>> START Supplied entries

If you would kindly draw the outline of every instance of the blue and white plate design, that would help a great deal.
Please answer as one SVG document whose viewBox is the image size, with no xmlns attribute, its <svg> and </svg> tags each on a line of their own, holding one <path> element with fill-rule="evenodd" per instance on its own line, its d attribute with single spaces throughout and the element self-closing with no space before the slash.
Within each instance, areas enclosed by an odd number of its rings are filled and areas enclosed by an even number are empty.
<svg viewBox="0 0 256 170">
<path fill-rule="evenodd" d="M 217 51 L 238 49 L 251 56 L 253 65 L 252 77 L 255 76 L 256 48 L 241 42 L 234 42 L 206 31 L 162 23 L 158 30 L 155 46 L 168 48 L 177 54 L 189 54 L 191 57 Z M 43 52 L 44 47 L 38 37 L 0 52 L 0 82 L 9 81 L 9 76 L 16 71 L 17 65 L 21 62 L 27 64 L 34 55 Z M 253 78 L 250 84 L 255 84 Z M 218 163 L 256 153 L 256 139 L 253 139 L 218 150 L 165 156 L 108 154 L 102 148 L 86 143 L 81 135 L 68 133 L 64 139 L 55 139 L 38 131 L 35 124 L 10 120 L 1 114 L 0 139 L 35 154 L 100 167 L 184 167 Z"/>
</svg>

>> END Supplied entries

> _What you have to do_
Quote these lines from the listing verbatim, covering every entry in it.

> _Exercise answer_
If you would kindly draw the outline of every instance of the blue and white plate design, that would help a great deal.
Please answer as one SVG document whose viewBox is the image size, with no xmlns attribute, its <svg> and </svg> tags each on a line of their own, holding one <path> element with fill-rule="evenodd" per instance on its own line, its d attribute with single spaces throughout and the element self-closing with no space before the slash.
Within each instance, areas enclosed by an odd number of its rings are filled and areas enclosed by an even number are empty.
<svg viewBox="0 0 256 170">
<path fill-rule="evenodd" d="M 217 51 L 238 49 L 251 56 L 253 65 L 252 77 L 255 76 L 256 48 L 241 42 L 234 42 L 206 31 L 162 23 L 158 30 L 155 46 L 168 48 L 177 54 L 189 54 L 191 57 Z M 43 52 L 44 47 L 38 37 L 0 52 L 0 82 L 9 81 L 9 76 L 16 71 L 17 65 L 21 62 L 27 64 L 34 55 Z M 253 78 L 250 84 L 255 84 Z M 218 163 L 256 153 L 256 139 L 253 139 L 218 150 L 165 156 L 108 154 L 102 148 L 86 143 L 81 135 L 68 133 L 64 139 L 55 139 L 38 131 L 35 124 L 10 120 L 1 114 L 0 139 L 35 154 L 100 167 L 184 167 Z"/>
</svg>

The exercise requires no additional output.